DIRECTIONS
Put the lines of the material below into a JSON list of strings, one string per line, leaving out blank lines. Cover only the stretch from the start of the material through the line containing "[(250, 111), (128, 156)]", with both ends included.

Object point labels:
┌──

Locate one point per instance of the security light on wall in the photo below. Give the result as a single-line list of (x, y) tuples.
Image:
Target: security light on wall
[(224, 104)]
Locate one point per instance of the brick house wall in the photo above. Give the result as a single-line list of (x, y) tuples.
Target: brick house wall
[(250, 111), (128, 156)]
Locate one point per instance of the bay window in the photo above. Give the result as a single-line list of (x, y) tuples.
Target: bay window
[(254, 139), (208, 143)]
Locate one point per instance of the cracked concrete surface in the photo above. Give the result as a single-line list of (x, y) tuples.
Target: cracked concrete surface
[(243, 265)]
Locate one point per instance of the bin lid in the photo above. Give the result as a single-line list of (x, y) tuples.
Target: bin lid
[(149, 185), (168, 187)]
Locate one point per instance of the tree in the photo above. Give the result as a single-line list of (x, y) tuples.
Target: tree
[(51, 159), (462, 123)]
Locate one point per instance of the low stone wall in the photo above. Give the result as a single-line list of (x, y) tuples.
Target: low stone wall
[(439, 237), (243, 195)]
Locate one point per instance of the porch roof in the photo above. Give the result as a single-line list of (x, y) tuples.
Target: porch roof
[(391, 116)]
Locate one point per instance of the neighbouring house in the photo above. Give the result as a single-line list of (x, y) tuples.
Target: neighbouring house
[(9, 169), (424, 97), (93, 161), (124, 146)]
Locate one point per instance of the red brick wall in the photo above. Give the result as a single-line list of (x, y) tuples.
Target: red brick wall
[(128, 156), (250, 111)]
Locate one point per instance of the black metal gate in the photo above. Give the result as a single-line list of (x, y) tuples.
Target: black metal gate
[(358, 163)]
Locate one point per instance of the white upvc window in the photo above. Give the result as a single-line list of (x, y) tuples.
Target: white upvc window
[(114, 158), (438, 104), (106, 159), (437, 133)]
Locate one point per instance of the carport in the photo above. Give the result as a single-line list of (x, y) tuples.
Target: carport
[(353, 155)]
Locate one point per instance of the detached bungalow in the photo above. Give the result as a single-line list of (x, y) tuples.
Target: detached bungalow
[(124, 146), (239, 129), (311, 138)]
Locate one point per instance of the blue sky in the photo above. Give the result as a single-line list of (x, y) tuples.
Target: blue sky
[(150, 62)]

└──

RESULT
[
  "Locate one point per instance of the security light on wall in the photo below. Give the result as a single-line list of (x, y) tuples.",
  "Image:",
  "Target: security light on wall",
  "[(224, 104)]",
  "Locate one point per instance of the brick house wall in the photo above. Give the result as a single-line list of (x, y) tuples.",
  "Target: brick house wall",
  "[(250, 111), (128, 156)]"
]